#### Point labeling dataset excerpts
┏━━
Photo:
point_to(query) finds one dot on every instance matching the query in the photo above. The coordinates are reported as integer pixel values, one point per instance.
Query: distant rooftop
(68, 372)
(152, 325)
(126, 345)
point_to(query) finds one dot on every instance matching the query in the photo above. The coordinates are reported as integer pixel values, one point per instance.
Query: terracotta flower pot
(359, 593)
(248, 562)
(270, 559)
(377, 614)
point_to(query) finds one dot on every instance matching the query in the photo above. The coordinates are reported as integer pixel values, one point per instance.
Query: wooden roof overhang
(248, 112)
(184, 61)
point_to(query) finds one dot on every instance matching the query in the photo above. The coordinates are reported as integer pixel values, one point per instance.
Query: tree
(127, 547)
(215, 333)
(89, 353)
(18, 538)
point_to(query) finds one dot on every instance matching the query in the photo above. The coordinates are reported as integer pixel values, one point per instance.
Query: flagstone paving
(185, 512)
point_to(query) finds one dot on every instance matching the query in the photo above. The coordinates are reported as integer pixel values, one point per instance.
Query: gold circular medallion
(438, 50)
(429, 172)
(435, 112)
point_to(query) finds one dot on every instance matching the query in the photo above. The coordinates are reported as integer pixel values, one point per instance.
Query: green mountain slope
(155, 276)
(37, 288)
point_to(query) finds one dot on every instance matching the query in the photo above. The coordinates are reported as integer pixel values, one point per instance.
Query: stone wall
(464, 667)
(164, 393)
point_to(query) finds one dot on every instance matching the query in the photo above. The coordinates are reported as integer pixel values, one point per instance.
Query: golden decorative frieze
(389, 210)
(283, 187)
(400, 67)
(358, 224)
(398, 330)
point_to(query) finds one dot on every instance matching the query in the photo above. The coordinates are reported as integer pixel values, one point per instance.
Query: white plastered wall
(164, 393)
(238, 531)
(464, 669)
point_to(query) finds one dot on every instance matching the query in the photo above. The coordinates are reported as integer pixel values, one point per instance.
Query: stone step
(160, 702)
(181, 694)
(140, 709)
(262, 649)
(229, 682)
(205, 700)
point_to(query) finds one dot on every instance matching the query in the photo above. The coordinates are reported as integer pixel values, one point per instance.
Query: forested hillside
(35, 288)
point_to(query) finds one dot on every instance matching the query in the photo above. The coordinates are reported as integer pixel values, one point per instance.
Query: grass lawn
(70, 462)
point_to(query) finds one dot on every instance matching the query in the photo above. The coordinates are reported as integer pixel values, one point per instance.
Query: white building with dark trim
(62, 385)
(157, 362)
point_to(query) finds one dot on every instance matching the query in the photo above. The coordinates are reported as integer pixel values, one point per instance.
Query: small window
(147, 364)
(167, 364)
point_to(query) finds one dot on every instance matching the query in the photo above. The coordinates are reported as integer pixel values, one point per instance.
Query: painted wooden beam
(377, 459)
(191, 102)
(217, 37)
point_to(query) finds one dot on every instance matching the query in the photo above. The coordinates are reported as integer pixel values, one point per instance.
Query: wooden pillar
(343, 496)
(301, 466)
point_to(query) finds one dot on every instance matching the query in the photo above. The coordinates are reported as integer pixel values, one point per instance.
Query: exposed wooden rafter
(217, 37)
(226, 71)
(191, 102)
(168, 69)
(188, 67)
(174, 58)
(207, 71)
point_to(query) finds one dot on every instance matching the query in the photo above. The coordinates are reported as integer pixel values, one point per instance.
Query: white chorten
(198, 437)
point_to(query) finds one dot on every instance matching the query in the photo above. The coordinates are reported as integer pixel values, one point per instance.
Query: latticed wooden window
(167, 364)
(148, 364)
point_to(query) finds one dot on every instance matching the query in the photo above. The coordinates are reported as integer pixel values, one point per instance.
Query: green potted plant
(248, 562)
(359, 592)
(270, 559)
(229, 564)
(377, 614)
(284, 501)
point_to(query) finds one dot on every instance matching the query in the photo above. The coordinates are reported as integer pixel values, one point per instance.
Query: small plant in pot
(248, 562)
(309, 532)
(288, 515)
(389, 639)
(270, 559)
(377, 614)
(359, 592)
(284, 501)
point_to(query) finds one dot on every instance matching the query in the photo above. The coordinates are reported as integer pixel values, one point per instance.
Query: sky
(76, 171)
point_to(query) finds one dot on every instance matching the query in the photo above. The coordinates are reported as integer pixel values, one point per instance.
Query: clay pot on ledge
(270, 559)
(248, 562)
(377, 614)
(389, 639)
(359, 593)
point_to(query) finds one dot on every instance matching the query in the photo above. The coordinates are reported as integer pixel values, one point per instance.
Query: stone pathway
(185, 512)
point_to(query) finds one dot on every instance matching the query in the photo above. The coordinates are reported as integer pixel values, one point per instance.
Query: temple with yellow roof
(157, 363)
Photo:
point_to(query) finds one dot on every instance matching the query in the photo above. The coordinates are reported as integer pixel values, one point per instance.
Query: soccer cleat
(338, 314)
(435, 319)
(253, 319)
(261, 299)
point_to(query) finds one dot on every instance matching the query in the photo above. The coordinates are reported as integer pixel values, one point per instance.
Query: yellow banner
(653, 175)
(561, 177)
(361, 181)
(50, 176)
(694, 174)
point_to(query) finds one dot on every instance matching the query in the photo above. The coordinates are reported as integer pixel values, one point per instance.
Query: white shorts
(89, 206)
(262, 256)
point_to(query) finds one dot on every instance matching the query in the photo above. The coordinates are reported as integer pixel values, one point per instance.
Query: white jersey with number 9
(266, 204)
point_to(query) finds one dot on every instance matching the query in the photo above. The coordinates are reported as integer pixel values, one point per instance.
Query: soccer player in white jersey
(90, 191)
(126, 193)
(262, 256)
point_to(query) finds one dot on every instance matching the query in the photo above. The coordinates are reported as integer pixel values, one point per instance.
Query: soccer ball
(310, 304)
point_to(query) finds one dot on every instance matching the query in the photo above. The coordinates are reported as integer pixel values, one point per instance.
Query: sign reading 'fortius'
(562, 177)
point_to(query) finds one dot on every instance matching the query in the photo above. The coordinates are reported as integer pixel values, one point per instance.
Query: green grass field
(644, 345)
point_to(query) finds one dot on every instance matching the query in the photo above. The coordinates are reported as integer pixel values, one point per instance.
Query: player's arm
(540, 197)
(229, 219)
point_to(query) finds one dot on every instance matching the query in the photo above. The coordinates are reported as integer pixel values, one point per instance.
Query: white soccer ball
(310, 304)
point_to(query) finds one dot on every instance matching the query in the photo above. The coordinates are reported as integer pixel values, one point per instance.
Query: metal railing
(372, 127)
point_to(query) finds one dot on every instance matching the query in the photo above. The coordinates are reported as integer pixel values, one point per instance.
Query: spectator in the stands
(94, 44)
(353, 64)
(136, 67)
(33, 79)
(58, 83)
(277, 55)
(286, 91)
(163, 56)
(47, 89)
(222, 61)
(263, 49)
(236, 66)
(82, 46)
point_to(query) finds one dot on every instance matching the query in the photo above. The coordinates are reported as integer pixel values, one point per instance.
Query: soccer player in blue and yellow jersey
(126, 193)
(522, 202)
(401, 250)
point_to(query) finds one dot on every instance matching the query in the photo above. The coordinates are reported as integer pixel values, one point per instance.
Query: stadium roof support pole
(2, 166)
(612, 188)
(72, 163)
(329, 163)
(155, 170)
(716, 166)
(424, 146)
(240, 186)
┗━━
#### SHORT TASK
Working from the material above, retype it in its entirety without change.

#### TASK ANSWER
Photo:
point_to(query) finds one dot on every instance matching the query in the photo above. The coordinates are reported as integer pixel values, one point per instance.
Query: distant rooftop
(68, 372)
(152, 325)
(126, 345)
point_to(query) finds one dot on every instance matching the query in the photo above. The coordinates are reported as integer pixel values, one point per instance.
Query: terracotta flower pot
(359, 593)
(248, 562)
(270, 559)
(377, 614)
point_to(query) finds one dot on every instance matching the query in the photo above. The coordinates are reported as integer pixel values, one point per instance.
Query: wooden roof overhang
(248, 112)
(184, 61)
point_to(query) finds one dot on every instance matching the query in the photo above. The coordinates are reported as integer pixel values, one point per instance.
Query: tree
(127, 547)
(215, 333)
(89, 353)
(18, 538)
point_to(query) finds one dot on every instance matching the query in the photo above. The coordinates are reported as integer pixel values, one point per instance.
Query: flagstone paving
(185, 512)
point_to(query) finds one dot on every instance matching the query in the photo above. The coordinates are reported as integer pixel values, one point per instance.
Query: gold circular medallion
(438, 50)
(429, 172)
(435, 112)
point_to(query) finds one dot on every instance matching the query in the photo above. The coordinates are reported as integer pixel values, one point per instance.
Query: green mountain slope
(155, 276)
(37, 288)
point_to(query) finds one dot on every instance matching the query in the photo above. The coordinates are reported as integer pixel values, one point per instance.
Query: stone wall
(464, 667)
(164, 393)
point_to(query) finds one dot on every instance matching the query in the photo above. The coordinates are reported as integer pixel values, one point per instance.
Query: golden decorative frieze
(389, 210)
(283, 187)
(400, 67)
(358, 224)
(398, 330)
point_to(query) finds one dot on every instance matching the query in the photo above. The coordinates are reported as integer pixel values, one point per instance.
Query: white plastered wall
(164, 393)
(238, 531)
(464, 669)
point_to(query) finds one dot on every instance matching the query in the photo above. The coordinates are reported as integer pixel values, one point per instance.
Query: stone step
(160, 702)
(181, 694)
(140, 709)
(262, 649)
(229, 682)
(205, 700)
point_to(query) finds one dot on every instance matching the query in the photo above. The coordinates are reported as integer pixel values, one point per instance.
Query: forested hillside
(35, 288)
point_to(query) finds one dot on every instance matching the query in the photo above. The coordinates are reported as integer pixel values, one point per instance.
Query: grass lawn
(70, 462)
point_to(query) finds one dot on every instance matching the query in the photo above. The coordinates are reported as integer pixel values, one point per instance.
Query: white building with dark trim
(62, 385)
(157, 362)
point_to(query) finds one dot on every instance matching the query in the photo above. The coordinates are reported as integer pixel values, one point per instance.
Query: small window
(147, 364)
(167, 364)
point_to(query) finds one dot on every instance matching the query in the photo above. The coordinates are reported as integer pixel values, one point per instance.
Query: painted wooden beam
(377, 459)
(191, 102)
(217, 37)
point_to(query) finds one dot on every instance matching the query in the photo above. The coordinates are reported as integer pixel values, one point per instance.
Query: wooden pillar
(343, 496)
(301, 466)
point_to(query) finds one dot on every instance matching the query in the photo above. The coordinates are reported as integer pixel values, one point per instance.
Query: exposed wooden rafter
(217, 37)
(226, 71)
(191, 102)
(168, 69)
(188, 67)
(174, 58)
(207, 71)
point_to(query) finds one dot on every instance matching the query in the photo above. The coordinates are reported as integer pixel values, one point per instance.
Query: white chorten
(198, 437)
point_to(query) finds one dot on every instance matching the query in the photo above. The coordinates are reported as integer pixel values, one point per instance.
Query: latticed wooden window
(167, 364)
(148, 364)
point_to(query) finds one dot on every instance matching the query in the photo above. The coordinates are reported as integer pixel values, one point per instance.
Query: green potted plant
(248, 562)
(359, 592)
(270, 559)
(229, 564)
(377, 614)
(284, 501)
point_to(query) finds one dot on every instance matching the query in the photo above. The coordinates are reported as integer pixel values, one point per instance.
Query: small plant in pot
(248, 562)
(309, 532)
(288, 515)
(389, 639)
(270, 559)
(377, 614)
(359, 592)
(284, 501)
point_to(query) finds one dot on every instance matching the query in the photo above. The coordinates are reported as integer pixel values, one point per instance.
Query: sky
(76, 171)
point_to(query) finds one dot on every instance matching the query in the photo above. The coordinates are reported as integer pixel values, one point per instance.
Query: clay pot on ledge
(270, 559)
(248, 562)
(377, 614)
(389, 639)
(359, 593)
point_to(query) finds one dot on every instance matching the query in the photo above. The coordinates are reported as integer pixel values, one point per instance.
Query: stone pathway
(185, 512)
point_to(query) finds one dot on every instance matching the query in the photo above. The coordinates are reported as integer pixel values, one point per instance.
Query: temple with yellow roof
(157, 363)
Photo:
point_to(query) finds one dot on every instance matching the query in the photo above. The coordinates are reported as integer pixel values, one point per instance.
Query: soccer cleat
(338, 314)
(435, 319)
(253, 319)
(261, 299)
point_to(query) finds one dot on every instance matching the query in the photo above. The coordinates are reported as integer pixel values, one point per instance.
Query: yellow banner
(653, 175)
(561, 177)
(361, 181)
(50, 176)
(694, 174)
point_to(query) finds one dot on every instance matching the query in the photo above. The coordinates are reported as integer pixel values, one point per instance.
Query: white shorts
(89, 206)
(262, 256)
point_to(query) finds one dot on every instance matching the query in the photo above. The coordinates are reported as integer pixel values, one point per instance.
Query: white jersey with number 9
(266, 204)
point_to(query) finds one dot on every instance matching the query in the photo above. The coordinates are reported as integer pixel values, one point per instance.
Query: soccer player in white jersey
(90, 191)
(126, 193)
(262, 256)
point_to(query) finds one dot on every instance matching the query in the photo above. The coordinates are reported as integer pixel values, one point per instance.
Query: soccer ball
(310, 304)
point_to(query) finds one dot on every instance matching the query in the photo above. The coordinates are reported as integer pixel values, one point per instance.
Query: sign reading 'fortius'
(562, 177)
point_to(query) finds one dot on every instance matching the query in the photo above. The coordinates are reported as integer pixel values, one point per instance.
Query: green grass field
(644, 345)
point_to(query) finds one dot on every instance matching the query in the photo above. The coordinates are reported as integer pixel values, one point per instance.
Query: player's arm
(540, 197)
(229, 219)
point_to(query) finds one dot on every instance matching the query in the photo above. The coordinates are reported as integer pixel values, one point per instance.
Query: white soccer ball
(310, 304)
point_to(query) finds one dot on every instance matching the query in the photo above. The coordinates are reported as integer pixel values, one point per instance.
Query: metal railing
(372, 127)
point_to(query) finds one dot on every instance matching the query in the photo above. The coordinates are reported as integer pixel values, one point per instance.
Query: spectator in the stands
(94, 44)
(353, 64)
(136, 67)
(33, 79)
(58, 83)
(277, 55)
(286, 91)
(163, 56)
(47, 89)
(222, 61)
(263, 49)
(236, 66)
(82, 46)
point_to(query) finds one dot on every instance matching the query in the photo above. The coordinates are reported as integer pixel values, one point per instance.
Query: soccer player in blue and yellow jersey
(126, 193)
(522, 202)
(401, 250)
point_to(query) finds one dot on every instance matching the query in the photo above. The coordinates are reported as integer pixel values, one point per instance.
Query: stadium roof support pole
(2, 166)
(612, 188)
(72, 163)
(329, 163)
(155, 170)
(716, 166)
(424, 146)
(240, 186)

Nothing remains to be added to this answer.